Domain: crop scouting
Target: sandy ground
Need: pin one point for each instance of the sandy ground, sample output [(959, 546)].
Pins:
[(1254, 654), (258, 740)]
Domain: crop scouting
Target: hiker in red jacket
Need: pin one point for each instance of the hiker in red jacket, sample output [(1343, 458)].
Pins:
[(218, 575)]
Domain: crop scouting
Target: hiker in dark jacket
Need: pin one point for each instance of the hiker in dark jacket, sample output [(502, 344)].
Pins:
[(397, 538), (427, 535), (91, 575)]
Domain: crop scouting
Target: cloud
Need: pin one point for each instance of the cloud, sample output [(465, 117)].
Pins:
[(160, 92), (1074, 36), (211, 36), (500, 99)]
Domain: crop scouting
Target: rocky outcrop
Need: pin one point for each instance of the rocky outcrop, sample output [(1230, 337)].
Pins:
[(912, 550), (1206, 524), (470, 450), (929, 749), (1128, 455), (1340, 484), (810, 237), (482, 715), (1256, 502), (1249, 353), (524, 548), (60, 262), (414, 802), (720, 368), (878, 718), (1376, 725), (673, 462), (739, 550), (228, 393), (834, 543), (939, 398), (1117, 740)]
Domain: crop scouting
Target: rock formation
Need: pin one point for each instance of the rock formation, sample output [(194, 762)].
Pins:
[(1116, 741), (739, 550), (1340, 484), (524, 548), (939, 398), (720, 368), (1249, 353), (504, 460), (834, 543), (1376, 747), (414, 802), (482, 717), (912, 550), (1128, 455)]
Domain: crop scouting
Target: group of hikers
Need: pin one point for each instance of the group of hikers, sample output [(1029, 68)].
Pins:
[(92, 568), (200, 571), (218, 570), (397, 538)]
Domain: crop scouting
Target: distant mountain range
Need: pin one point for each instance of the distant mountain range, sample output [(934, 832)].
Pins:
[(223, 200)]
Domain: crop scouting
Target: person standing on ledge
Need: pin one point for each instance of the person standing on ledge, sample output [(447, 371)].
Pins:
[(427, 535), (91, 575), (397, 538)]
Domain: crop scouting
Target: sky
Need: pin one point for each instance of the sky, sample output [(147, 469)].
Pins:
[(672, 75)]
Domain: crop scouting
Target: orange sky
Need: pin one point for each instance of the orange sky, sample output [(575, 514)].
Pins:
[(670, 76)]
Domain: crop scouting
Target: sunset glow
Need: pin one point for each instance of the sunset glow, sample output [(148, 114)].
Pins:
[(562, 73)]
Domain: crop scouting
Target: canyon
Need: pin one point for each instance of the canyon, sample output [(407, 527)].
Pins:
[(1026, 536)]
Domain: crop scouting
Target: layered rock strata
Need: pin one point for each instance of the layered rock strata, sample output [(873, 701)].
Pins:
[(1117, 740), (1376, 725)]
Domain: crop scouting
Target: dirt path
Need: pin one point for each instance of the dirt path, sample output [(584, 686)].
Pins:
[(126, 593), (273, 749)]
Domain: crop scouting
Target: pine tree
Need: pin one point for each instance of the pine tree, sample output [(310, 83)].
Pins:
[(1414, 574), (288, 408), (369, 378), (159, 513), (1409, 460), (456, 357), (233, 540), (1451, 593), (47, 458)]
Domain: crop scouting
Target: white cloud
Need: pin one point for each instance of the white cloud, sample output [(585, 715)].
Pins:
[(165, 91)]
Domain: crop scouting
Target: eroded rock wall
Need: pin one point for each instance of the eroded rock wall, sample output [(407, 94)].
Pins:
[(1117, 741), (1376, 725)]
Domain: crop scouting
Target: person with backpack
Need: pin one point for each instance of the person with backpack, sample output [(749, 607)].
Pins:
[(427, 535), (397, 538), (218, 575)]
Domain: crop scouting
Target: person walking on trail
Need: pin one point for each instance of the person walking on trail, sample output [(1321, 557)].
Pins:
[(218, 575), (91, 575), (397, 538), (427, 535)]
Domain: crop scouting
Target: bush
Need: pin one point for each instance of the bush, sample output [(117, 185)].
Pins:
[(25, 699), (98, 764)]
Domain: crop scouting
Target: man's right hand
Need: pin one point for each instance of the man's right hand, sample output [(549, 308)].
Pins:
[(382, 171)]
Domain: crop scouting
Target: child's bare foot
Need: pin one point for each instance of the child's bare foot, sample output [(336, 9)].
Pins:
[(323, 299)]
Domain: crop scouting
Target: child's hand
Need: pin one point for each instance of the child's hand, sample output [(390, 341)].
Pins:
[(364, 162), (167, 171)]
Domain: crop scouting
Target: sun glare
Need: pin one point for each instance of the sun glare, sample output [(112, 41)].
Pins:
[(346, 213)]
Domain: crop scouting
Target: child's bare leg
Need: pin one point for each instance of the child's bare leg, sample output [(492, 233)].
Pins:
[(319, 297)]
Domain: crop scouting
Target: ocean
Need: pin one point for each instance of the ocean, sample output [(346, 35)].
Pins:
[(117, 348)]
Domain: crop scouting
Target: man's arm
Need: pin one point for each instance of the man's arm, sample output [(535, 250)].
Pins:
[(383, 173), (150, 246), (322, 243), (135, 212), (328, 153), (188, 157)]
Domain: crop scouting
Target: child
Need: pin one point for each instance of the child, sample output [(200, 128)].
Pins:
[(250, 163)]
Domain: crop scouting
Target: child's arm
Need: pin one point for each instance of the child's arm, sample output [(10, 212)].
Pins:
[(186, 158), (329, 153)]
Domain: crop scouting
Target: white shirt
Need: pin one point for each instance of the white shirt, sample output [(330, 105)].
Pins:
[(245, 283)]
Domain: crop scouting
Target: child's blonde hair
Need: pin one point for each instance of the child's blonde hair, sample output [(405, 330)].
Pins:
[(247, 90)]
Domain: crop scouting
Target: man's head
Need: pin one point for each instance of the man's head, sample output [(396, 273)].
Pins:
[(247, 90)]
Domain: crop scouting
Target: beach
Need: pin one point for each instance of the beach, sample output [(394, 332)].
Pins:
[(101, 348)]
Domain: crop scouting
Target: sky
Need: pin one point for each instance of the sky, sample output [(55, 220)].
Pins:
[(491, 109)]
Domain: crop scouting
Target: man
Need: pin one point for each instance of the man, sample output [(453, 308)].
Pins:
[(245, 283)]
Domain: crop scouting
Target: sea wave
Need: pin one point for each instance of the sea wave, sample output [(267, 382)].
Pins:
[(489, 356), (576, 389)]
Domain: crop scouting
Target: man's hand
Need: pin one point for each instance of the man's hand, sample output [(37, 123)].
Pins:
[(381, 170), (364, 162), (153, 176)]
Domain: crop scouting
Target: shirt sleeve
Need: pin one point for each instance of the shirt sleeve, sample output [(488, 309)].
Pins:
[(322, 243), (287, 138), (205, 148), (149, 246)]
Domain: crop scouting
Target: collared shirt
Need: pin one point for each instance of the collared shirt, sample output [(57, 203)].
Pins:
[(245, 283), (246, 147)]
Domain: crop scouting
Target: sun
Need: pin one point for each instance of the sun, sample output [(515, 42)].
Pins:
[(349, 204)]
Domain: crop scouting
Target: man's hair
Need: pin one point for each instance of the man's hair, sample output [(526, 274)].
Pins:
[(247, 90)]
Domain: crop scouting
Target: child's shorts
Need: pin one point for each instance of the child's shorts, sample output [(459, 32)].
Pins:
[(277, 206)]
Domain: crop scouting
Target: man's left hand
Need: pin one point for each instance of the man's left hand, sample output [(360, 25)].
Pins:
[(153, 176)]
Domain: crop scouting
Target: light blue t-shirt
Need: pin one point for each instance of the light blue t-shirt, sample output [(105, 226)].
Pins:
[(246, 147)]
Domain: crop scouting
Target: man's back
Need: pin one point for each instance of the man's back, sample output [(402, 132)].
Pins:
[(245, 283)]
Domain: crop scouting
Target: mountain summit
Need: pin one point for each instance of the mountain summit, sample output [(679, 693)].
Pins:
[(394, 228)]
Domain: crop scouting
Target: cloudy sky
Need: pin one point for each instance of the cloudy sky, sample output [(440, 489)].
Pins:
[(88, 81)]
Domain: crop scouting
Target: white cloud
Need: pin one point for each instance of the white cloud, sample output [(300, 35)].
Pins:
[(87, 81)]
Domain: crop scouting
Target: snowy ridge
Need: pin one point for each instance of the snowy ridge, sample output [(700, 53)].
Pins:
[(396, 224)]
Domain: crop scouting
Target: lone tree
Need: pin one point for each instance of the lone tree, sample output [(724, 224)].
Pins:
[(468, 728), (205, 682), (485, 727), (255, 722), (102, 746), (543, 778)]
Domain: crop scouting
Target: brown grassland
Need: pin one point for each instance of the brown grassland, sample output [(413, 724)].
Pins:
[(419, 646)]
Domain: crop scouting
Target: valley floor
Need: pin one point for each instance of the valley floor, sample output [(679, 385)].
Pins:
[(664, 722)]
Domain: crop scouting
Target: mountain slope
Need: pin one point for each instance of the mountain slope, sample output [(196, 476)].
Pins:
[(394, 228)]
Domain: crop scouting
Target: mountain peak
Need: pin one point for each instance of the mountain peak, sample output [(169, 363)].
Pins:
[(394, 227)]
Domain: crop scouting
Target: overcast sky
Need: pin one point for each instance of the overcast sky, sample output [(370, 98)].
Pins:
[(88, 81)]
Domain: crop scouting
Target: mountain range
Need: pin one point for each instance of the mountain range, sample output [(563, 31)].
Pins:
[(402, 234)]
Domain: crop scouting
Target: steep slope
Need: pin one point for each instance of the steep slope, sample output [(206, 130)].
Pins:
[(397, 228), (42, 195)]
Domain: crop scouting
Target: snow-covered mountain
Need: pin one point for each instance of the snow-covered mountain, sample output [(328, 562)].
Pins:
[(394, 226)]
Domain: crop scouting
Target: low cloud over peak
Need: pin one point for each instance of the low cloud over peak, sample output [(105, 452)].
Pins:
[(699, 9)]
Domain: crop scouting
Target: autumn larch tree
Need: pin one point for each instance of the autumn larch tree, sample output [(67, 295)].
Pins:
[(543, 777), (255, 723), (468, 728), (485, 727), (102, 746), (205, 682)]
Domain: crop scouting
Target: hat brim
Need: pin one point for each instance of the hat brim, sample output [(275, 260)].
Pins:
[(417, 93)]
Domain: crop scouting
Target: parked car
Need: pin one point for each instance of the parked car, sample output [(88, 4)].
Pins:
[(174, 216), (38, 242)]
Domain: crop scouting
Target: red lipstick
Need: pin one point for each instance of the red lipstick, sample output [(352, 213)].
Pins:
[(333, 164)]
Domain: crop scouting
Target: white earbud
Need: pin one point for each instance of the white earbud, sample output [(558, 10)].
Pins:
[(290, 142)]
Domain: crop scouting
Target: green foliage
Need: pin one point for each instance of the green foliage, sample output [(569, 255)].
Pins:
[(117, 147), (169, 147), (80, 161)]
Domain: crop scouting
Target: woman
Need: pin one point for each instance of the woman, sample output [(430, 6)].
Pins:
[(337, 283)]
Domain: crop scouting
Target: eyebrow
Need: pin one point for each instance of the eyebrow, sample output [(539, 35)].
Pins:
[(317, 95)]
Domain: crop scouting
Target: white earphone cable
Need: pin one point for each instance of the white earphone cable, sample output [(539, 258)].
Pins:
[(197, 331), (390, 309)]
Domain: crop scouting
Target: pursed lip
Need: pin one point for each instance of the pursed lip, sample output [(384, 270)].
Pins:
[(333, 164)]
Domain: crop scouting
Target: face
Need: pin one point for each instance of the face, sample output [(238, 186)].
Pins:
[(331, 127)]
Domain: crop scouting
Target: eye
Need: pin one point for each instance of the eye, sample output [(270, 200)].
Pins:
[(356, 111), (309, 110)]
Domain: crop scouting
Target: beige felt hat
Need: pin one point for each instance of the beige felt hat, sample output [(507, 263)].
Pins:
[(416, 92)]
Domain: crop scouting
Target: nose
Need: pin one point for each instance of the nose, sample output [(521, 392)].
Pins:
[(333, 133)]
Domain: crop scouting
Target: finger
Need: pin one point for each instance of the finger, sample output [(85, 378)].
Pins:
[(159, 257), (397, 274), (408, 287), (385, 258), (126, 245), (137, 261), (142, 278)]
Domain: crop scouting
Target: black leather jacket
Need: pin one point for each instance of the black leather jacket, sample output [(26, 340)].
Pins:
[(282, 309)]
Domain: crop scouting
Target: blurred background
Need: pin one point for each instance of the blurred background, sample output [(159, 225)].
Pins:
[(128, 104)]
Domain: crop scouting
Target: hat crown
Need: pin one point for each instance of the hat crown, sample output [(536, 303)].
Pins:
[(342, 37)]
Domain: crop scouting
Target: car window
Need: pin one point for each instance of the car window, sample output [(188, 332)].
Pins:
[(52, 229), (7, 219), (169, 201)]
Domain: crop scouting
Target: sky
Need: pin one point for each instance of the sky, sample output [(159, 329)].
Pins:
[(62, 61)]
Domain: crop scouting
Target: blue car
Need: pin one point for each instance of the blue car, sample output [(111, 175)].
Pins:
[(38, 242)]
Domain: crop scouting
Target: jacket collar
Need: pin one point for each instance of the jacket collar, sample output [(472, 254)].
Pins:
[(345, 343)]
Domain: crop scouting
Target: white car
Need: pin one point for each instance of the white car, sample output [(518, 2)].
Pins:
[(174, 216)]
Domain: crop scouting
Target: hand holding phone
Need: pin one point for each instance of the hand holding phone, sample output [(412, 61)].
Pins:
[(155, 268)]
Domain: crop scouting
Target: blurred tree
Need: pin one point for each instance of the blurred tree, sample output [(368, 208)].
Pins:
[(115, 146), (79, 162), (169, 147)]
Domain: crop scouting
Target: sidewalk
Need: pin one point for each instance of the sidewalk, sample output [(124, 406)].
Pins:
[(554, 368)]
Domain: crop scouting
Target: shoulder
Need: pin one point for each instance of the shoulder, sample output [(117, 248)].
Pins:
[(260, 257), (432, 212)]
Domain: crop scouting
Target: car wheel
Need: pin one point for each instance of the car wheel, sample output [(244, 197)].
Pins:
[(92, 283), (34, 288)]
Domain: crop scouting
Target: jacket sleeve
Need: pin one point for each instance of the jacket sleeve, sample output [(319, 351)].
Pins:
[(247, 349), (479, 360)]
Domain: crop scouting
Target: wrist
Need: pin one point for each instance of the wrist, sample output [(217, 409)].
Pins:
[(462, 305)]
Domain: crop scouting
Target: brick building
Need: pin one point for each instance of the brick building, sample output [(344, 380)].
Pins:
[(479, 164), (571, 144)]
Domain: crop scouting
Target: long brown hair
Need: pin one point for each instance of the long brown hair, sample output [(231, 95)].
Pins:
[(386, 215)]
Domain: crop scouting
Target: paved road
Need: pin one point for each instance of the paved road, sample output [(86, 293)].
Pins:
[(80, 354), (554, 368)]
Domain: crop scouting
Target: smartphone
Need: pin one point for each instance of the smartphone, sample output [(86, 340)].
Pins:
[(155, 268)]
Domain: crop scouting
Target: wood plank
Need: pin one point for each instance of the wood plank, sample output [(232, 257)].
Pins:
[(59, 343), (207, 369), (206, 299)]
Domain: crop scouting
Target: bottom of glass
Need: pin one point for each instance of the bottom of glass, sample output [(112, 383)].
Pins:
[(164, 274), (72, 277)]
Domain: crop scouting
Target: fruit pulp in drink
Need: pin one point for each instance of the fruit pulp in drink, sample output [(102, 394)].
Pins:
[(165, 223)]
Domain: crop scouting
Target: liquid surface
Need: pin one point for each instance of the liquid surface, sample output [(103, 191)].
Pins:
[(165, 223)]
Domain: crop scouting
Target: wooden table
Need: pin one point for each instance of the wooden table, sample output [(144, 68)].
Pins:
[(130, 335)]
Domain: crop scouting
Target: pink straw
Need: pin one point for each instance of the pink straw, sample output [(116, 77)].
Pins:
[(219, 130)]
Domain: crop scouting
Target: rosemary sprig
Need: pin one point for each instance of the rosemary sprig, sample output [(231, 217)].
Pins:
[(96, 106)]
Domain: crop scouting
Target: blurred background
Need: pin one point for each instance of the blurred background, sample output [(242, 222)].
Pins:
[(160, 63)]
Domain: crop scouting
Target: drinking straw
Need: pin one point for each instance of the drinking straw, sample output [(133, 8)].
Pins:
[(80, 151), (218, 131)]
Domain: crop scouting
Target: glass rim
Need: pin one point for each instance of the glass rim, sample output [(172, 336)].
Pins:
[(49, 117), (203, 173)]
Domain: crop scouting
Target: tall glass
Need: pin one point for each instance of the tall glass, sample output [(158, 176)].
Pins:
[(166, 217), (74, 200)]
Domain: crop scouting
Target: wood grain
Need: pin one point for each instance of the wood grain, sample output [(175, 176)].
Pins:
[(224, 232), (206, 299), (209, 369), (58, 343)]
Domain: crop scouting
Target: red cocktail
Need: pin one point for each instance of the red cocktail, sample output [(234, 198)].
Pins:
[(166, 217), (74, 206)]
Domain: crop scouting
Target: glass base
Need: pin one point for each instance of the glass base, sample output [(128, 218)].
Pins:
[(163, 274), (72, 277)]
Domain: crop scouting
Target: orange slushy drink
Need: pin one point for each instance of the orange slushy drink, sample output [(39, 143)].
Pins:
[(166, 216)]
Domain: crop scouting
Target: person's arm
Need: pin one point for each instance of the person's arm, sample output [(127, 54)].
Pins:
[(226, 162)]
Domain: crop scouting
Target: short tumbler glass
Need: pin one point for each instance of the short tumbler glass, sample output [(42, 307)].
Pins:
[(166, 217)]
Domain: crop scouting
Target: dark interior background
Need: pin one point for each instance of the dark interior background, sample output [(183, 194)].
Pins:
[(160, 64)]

▶ WORK INSTRUCTION
Only the lines above starting at the one containing "Need: pin one point for each instance of the overcast" and ending at the one containing "Target: white earphone cable", both included, are to be returned, exactly as they read.

▶ SOLUTION FOR THIS EXERCISE
Need: pin one point for each instance of the overcast sky, sample output [(370, 98)].
Pins:
[(88, 81)]
Domain: crop scouting
Target: mountain range
Need: pin one point for each instance of the mountain range, sample output [(563, 31)].
Pins:
[(402, 234)]
Domain: crop scouting
Target: steep slope
Need: pin one point for each instance of the steep slope, sample output [(206, 130)].
Pins:
[(397, 228), (42, 195)]
Domain: crop scouting
Target: snow-covered mountain
Need: pin one point for each instance of the snow-covered mountain, sample output [(328, 562)].
Pins:
[(394, 226)]
Domain: crop scouting
Target: low cloud over peak
Need: pin one point for each instance of the low cloud over peak, sample output [(105, 452)].
Pins:
[(699, 9)]
Domain: crop scouting
Target: autumn larch tree
Need: pin one point for each instance of the autumn larch tree, sample output [(67, 295)].
Pins:
[(543, 777), (255, 723), (468, 728), (485, 727), (102, 746), (205, 682)]
Domain: crop scouting
Target: hat brim
Need: pin one point for each instance of the hat brim, sample output [(275, 260)].
Pins:
[(417, 93)]
Domain: crop scouting
Target: parked car
Need: pin one point for each instance of the parked car, sample output [(88, 4)].
Pins:
[(174, 216), (38, 242)]
Domain: crop scouting
Target: red lipstick
Need: pin one point for each instance of the red lipstick, sample output [(352, 213)].
Pins:
[(333, 164)]
Domain: crop scouting
Target: white earbud
Need: pin one point for each instance of the white earbud, sample output [(558, 10)].
Pins:
[(290, 142)]
Domain: crop scouting
Target: green foliage
Need: pin one point for each instance of the green foliage, sample output [(569, 255)].
Pins:
[(117, 147), (169, 147), (80, 161)]
Domain: crop scouting
Target: woman
Need: pin one point for each instance of the woman, sample output [(430, 6)].
Pins:
[(337, 283)]
Domain: crop scouting
Target: eyebrow
Need: pin one point for each instance of the eyebrow, sample output [(539, 35)].
Pins:
[(317, 95)]
Domain: crop scouting
Target: white earphone cable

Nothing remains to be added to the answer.